### WHAT IS EXPECTED:
Although the records contain pictures, the copy should leave them out and match everything else exactly.

### INPUT:

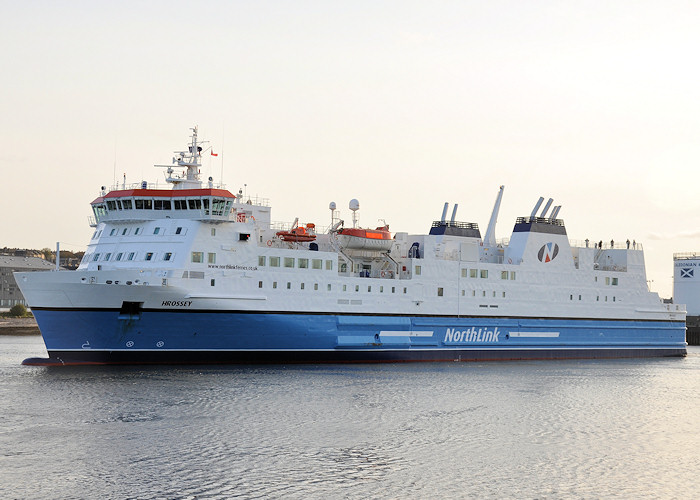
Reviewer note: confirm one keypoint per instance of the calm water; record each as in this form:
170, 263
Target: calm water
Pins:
584, 429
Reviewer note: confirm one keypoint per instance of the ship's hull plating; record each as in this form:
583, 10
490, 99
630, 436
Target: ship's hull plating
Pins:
87, 336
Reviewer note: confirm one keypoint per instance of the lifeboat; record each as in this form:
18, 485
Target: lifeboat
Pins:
366, 239
298, 234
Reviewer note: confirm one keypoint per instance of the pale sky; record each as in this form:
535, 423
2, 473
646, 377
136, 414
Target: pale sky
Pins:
403, 105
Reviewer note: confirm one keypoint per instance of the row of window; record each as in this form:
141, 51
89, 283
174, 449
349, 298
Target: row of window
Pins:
218, 206
291, 262
126, 256
345, 288
137, 231
474, 273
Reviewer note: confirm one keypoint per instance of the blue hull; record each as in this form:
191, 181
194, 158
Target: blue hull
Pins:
192, 337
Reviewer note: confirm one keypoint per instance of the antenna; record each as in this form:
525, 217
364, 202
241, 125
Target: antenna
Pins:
537, 206
454, 213
546, 207
221, 177
354, 206
490, 237
444, 212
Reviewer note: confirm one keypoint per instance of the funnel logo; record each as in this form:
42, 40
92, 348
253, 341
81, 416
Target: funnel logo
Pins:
548, 252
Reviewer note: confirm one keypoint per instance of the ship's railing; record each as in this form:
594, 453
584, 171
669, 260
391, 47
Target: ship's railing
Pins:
539, 220
686, 255
634, 245
675, 307
461, 225
287, 226
156, 185
616, 268
252, 200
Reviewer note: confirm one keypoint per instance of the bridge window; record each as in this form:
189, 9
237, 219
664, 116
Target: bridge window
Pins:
144, 204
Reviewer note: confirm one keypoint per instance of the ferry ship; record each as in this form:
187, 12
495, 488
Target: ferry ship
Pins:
197, 274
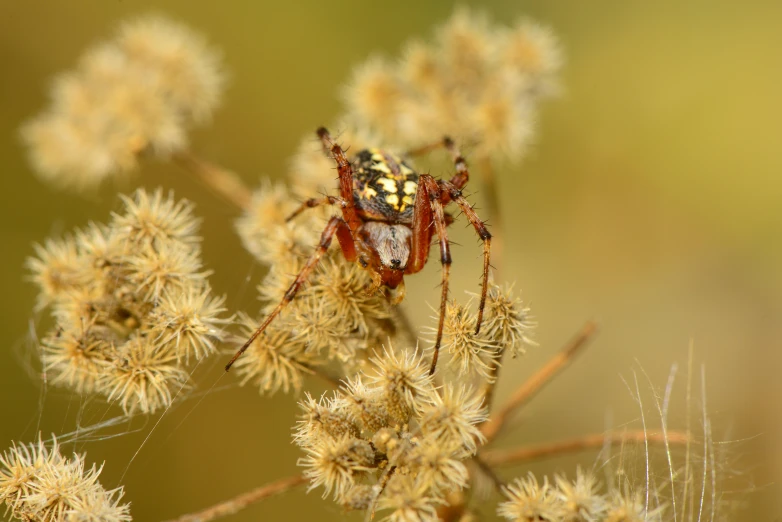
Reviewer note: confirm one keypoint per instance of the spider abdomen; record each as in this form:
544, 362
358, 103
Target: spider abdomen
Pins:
384, 187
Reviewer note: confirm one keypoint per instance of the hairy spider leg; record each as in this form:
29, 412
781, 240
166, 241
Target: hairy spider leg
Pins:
349, 214
480, 228
325, 241
453, 192
316, 202
462, 175
429, 191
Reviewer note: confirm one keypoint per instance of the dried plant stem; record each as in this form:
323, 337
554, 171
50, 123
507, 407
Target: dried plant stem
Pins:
230, 507
536, 383
493, 215
597, 440
405, 325
224, 182
491, 382
486, 468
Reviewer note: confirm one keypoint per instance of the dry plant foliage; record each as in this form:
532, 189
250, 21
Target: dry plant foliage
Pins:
131, 304
39, 484
133, 310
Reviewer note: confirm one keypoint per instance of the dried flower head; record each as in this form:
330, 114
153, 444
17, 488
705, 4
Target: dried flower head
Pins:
529, 501
333, 317
476, 82
38, 484
274, 361
506, 328
131, 303
137, 93
580, 499
394, 430
576, 501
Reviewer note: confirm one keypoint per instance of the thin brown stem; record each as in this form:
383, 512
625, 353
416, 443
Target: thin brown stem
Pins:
230, 507
402, 320
538, 381
491, 195
224, 182
321, 374
489, 472
491, 382
594, 441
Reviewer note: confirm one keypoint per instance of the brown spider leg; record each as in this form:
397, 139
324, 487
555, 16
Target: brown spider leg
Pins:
316, 202
462, 175
455, 195
349, 214
434, 195
325, 241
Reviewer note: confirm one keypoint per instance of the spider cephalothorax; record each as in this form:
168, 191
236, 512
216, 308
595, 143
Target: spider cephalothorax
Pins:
389, 214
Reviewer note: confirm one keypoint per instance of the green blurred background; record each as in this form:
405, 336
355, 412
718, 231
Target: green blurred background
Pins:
651, 202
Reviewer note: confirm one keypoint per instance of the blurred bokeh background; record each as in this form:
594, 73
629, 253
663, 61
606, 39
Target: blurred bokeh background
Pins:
650, 202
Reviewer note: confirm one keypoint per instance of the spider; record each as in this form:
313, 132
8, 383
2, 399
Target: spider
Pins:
389, 214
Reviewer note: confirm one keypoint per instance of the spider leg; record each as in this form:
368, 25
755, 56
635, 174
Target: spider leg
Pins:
430, 192
325, 241
455, 195
462, 176
345, 169
316, 202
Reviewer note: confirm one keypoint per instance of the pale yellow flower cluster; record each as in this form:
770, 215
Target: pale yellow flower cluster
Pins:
137, 93
391, 439
478, 82
39, 484
131, 304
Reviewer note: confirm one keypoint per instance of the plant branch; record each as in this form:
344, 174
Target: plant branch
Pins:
597, 440
491, 195
538, 381
234, 505
224, 182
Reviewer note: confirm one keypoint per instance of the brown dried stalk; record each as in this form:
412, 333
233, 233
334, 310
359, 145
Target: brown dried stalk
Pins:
597, 440
534, 384
234, 505
224, 182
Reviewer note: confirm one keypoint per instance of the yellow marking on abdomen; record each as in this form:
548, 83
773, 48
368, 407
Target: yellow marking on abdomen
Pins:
367, 192
388, 184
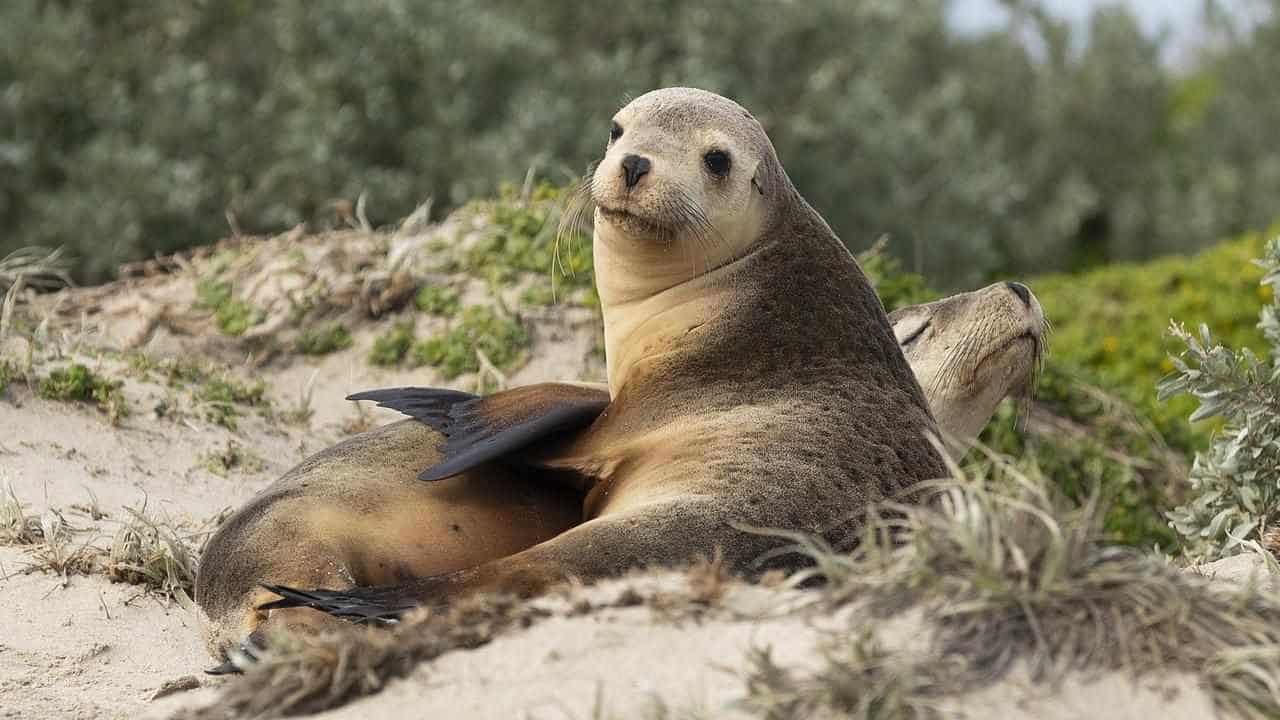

### SOLUTION:
Reviewer note: confirm one keypoint per instance of the calm water; record each as in this form:
170, 263
Target: calm water
Pins:
584, 429
Reviewer note: confirm one keypoint per instance of the ship's hull plating; record each as in this form:
583, 10
490, 99
630, 436
Target: ship's hull plating
Pins:
87, 336
Reviewer note: confirm one keypoint per instance of the lifeboat; record each as in this form:
18, 485
Target: lifeboat
Pins:
366, 239
298, 234
Reviewer note: confirm one keypoint per instance of the pale sky; record each as in this form:
535, 423
2, 473
646, 377
136, 414
Target: pale sky
Pins:
403, 105
Reviewer note: confirm one keypoint per instance of the row of window; record each as in this form:
141, 51
89, 283
174, 449
349, 298
Target: row of window
Pins:
218, 206
291, 262
126, 256
345, 288
137, 231
474, 273
Reviewer note: confirm one keypoint per instance of the blue hull; record each as in this form:
191, 181
194, 158
Target: blue hull
Pins:
192, 337
Reviewer note: confirm one keypoint per instance of the antenna; record each as in this form:
525, 217
364, 202
241, 125
Target: antenna
Pins:
537, 206
454, 213
546, 207
221, 177
354, 206
490, 237
444, 212
Reviewer note: confirm one keypoint per instance of the funnel logo; record each as in this form:
42, 40
92, 348
253, 341
81, 416
Target: funnel logo
Pins:
548, 252
Reviewer note: confirm one keypoint per instance of the ship's railing; record each as in this form:
594, 453
584, 171
669, 260
391, 47
Target: ship's railing
Pins:
539, 220
686, 255
634, 245
675, 307
461, 225
287, 226
156, 185
616, 268
252, 200
Reviewer note: confirm one keypoint per instance of the bridge window; record each as in this form:
189, 9
237, 219
664, 116
Target: bridge window
Pins:
144, 204
Reviewer note: confirm one keypoint per instance of the ferry ship; record each as in this form:
187, 12
495, 488
Target: ferry ship
Pins:
197, 274
Reviewer note: confirm one keypoint per instance of the spider abdomen; record each as in this form:
544, 362
358, 103
Target: spider abdomen
Pins:
384, 187
Reviewer note: confirm one keypoint per instance of the hairy spider leg; record each as in this form:
29, 412
781, 240
166, 241
Target: hairy spider leg
Pins:
349, 214
480, 228
325, 241
453, 192
316, 202
462, 175
429, 191
Reviewer note: confirm one keypoint per instance of the dried plant stem; record each as in this form:
323, 337
554, 171
50, 123
507, 407
Target: dried plant stem
Pins:
230, 507
536, 383
493, 215
597, 440
405, 325
224, 182
491, 382
486, 468
Reviewer note: confirm one keypoint per instance of the dry plant foliage; record each as in this form:
532, 189
250, 21
Target: dry plant foliage
Pins:
131, 304
39, 484
133, 310
Reviewer note: confirm one keypoint per instance of the dried flower head; record each as in this form:
330, 114
153, 444
17, 488
705, 4
Target: dried flower head
Pins:
529, 501
333, 317
476, 82
38, 484
274, 361
506, 328
131, 303
137, 93
580, 499
394, 430
576, 501
Reviewer note: confirm one keypoint per instance of the thin brown stem; record each as in this form:
383, 512
625, 353
416, 443
Target: thin brown stem
Pins:
230, 507
402, 320
538, 381
491, 195
224, 182
321, 374
489, 472
491, 382
594, 441
Reviewer note: confirm one keypoint per instance of the brown spider leg; record each as in this form:
397, 139
324, 487
555, 16
Target: brown spider leg
Pins:
316, 202
462, 175
455, 195
349, 214
434, 195
325, 241
Reviewer note: confirm one keypoint per instance of the spider cephalothorax; record each as in this form:
168, 191
236, 512
216, 308
595, 143
Target: spider cephalothorax
Pins:
389, 214
Reviewer note: confirm one keypoint per instance of the green blurred background; record each as in this form:
405, 336
355, 412
718, 231
Target: green blurred background
Pins:
651, 202
Reviewer note: confirm one keypoint per instance of the blurred bokeh background; record each as in this form:
594, 73
629, 253
663, 61
606, 39
Target: blurred bokeh background
Pins:
650, 202
Reviewer note: confirm one keypoint per instance of the spider; record each as in this form:
313, 132
8, 383
2, 399
Target: spider
Pins:
389, 214
Reviewer note: confirm one keypoint per instance of the spider leg; record each as in this form:
368, 25
755, 56
635, 174
Target: spider leg
Pins:
430, 192
325, 241
455, 195
462, 176
345, 169
316, 202
Reviewer note: confirm one keypoint per instance of the pale yellow flower cluster; record each as in this form:
770, 215
Target: pale yellow flower cluster
Pins:
137, 93
391, 439
478, 82
39, 484
131, 304
Reviewer note: confirm one keypoint per instance of the plant branch; record each as in this form:
344, 174
Target: plant branch
Pins:
597, 440
491, 195
538, 381
234, 505
224, 182
Reviewer note: confirm one keypoint per instance of the brown dried stalk; record each as in this form:
412, 333
233, 233
334, 310
359, 145
Target: brown dried stalk
Pins:
597, 440
534, 384
234, 505
224, 182
Reviewer note: confirm one keypoint per instance of the yellow marking on abdomen; record each as in this form:
548, 83
773, 48
368, 407
Target: yellow marking on abdomen
Pins:
367, 192
388, 184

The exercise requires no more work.